Work instructions:
Every line of the entries that holds the word "instance" is to be copied.

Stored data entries
——————————

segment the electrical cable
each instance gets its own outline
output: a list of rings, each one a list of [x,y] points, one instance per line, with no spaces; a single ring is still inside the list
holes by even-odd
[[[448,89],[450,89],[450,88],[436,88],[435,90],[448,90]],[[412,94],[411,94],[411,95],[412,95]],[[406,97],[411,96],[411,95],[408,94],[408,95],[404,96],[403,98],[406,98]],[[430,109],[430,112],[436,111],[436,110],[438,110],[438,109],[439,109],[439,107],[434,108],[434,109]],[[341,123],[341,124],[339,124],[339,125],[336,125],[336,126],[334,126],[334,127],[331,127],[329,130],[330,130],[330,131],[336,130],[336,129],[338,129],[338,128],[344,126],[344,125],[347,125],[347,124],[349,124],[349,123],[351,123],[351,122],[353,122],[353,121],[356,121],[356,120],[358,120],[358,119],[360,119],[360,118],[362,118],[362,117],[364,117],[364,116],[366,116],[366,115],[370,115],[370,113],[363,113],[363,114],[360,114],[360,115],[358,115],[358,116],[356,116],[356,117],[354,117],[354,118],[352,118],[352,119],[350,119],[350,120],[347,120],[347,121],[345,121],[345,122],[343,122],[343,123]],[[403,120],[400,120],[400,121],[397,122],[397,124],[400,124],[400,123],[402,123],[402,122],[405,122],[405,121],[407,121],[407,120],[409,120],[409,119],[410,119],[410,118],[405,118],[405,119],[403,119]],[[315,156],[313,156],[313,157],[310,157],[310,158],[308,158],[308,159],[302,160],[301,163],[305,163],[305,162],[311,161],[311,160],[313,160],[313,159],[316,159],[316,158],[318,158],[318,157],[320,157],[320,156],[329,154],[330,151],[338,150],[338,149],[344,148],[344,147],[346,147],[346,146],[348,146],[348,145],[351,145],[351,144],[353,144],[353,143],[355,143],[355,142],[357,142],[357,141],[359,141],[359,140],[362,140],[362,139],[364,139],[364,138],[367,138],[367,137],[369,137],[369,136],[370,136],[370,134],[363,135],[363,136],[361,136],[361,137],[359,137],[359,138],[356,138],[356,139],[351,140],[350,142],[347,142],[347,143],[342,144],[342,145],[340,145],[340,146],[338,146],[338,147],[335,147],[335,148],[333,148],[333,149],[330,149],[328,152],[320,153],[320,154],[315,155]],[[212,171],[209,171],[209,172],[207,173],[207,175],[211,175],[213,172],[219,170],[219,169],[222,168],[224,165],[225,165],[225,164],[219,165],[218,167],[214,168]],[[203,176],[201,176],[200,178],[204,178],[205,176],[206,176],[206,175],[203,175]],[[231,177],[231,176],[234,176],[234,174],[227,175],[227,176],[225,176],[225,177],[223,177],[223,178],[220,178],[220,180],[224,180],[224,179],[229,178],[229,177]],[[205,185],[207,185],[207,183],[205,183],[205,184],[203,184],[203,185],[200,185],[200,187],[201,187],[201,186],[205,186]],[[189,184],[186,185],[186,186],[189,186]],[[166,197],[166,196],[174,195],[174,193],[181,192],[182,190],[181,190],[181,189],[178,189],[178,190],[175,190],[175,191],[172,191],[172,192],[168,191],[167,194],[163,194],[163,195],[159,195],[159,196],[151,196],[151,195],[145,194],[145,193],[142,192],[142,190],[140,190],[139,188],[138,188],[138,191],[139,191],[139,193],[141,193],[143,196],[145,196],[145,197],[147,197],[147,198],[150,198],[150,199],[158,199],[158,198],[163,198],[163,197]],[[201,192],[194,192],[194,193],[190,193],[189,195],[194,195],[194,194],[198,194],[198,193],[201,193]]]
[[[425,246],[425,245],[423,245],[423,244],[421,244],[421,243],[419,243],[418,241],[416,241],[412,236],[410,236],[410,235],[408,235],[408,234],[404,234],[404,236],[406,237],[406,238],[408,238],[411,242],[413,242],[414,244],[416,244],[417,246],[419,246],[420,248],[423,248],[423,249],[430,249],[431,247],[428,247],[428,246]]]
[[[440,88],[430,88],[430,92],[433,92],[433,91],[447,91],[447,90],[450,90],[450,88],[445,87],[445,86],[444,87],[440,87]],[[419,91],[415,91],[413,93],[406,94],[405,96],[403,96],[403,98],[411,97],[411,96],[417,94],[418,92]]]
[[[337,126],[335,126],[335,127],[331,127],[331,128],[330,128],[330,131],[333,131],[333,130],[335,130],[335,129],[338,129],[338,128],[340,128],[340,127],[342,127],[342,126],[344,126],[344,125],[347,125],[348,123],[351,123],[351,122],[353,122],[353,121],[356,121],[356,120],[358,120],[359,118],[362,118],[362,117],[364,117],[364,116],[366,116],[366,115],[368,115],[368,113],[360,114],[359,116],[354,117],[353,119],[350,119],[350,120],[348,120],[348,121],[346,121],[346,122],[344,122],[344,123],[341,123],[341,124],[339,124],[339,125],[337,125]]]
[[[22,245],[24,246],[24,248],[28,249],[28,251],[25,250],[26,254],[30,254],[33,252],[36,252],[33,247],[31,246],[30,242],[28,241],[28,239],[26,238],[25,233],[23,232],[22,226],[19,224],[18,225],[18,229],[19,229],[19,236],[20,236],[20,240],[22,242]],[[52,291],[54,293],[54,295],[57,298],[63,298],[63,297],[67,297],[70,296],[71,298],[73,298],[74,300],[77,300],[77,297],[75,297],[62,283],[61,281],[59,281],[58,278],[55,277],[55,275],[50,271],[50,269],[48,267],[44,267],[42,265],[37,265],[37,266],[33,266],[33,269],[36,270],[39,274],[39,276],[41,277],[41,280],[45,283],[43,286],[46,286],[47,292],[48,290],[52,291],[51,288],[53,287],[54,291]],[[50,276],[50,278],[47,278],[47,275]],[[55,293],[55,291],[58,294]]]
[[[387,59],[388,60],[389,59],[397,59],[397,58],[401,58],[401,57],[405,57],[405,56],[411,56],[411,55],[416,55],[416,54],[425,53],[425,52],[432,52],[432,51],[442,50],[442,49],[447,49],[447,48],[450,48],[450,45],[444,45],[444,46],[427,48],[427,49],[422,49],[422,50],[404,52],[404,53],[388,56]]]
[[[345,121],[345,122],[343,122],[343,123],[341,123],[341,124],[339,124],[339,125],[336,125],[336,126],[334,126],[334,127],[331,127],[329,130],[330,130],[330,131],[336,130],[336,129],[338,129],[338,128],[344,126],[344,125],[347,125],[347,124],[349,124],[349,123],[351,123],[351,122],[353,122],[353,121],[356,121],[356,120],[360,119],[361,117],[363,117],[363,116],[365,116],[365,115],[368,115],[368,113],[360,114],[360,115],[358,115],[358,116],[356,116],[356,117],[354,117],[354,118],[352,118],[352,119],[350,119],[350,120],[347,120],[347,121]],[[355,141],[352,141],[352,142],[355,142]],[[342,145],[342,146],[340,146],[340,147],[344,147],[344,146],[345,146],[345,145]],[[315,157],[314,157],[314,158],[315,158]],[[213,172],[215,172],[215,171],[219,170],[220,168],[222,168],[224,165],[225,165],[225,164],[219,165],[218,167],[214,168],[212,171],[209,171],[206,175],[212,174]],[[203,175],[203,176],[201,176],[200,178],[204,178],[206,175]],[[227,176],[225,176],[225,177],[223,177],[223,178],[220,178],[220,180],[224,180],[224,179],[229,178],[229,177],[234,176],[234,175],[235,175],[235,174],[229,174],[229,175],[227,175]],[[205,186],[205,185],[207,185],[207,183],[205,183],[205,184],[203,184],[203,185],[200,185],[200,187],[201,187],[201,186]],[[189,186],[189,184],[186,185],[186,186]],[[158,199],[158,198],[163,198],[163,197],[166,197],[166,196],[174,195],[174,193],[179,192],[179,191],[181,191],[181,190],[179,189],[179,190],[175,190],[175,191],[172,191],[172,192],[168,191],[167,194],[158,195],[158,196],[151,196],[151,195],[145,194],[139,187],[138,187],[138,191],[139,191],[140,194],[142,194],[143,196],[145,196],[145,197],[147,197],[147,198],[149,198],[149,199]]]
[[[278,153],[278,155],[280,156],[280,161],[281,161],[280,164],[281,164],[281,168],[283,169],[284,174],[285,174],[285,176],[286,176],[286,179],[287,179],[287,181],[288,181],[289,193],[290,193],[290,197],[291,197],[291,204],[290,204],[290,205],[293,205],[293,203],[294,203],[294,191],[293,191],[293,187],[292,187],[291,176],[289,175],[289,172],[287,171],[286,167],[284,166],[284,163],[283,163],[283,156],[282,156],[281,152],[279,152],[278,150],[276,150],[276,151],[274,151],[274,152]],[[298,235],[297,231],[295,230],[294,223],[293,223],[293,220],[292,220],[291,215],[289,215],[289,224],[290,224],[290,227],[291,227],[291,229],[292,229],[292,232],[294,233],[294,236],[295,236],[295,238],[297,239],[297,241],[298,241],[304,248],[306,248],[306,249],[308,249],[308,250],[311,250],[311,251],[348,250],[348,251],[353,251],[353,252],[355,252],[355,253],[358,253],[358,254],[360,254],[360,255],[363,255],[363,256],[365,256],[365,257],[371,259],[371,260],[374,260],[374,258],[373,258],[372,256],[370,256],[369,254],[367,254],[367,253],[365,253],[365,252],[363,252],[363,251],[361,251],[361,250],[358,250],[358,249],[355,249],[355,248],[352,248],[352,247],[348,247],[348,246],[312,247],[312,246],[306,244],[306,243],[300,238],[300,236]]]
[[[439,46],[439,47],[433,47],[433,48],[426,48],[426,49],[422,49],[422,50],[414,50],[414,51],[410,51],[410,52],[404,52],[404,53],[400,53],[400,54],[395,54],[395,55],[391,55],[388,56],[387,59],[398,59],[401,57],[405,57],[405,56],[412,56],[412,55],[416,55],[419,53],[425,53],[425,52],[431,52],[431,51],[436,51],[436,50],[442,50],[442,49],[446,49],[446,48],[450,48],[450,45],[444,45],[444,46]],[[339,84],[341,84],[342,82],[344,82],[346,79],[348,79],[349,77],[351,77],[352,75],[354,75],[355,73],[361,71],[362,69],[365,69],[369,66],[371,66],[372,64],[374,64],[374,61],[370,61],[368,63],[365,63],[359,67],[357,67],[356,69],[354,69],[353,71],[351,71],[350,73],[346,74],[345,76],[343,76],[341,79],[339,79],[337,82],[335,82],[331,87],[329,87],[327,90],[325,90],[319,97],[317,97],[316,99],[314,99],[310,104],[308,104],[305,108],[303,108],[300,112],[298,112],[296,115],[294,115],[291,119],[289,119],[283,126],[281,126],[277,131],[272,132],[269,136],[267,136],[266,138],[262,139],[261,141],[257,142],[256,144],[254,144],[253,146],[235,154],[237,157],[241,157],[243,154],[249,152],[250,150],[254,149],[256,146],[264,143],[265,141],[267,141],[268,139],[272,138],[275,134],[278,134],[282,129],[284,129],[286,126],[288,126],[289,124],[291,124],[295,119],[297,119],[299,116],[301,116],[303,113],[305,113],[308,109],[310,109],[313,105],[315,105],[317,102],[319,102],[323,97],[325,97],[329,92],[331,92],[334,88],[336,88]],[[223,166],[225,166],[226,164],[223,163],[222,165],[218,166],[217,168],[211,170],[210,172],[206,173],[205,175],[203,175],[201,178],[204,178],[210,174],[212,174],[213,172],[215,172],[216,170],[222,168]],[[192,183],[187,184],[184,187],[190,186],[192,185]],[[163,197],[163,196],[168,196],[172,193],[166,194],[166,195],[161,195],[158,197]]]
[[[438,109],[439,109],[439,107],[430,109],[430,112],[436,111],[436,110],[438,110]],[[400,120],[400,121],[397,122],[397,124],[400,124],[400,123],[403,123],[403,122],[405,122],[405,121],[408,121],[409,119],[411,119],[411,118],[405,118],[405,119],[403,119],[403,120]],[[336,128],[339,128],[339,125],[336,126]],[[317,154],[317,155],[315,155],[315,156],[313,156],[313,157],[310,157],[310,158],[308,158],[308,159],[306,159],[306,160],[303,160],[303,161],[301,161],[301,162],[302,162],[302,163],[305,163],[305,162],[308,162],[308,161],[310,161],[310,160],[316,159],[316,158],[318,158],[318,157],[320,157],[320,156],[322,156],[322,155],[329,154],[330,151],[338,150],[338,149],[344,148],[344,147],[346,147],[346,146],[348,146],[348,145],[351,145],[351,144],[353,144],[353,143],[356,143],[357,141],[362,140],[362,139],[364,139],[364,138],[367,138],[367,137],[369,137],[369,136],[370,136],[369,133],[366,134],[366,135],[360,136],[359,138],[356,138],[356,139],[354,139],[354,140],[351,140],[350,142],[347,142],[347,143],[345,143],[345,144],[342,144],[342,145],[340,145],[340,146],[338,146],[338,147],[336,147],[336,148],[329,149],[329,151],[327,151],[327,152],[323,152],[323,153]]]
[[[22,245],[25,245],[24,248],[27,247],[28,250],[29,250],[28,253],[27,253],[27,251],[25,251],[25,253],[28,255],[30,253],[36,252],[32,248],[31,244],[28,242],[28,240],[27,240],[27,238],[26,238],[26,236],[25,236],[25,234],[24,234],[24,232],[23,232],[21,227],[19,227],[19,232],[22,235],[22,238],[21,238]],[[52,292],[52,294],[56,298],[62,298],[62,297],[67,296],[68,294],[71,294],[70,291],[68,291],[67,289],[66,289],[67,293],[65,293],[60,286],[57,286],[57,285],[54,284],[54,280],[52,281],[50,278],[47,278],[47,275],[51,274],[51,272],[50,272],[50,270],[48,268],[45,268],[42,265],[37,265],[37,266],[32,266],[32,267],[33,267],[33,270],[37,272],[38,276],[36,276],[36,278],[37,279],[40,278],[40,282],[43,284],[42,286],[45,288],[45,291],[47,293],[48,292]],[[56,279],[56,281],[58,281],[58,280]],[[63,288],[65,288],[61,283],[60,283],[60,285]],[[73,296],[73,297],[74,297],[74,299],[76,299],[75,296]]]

——————————

Response below:
each instance gets its own outline
output: a list of rings, each one a list of [x,y] points, one instance per line, with no spaces; a single ring is still inside the list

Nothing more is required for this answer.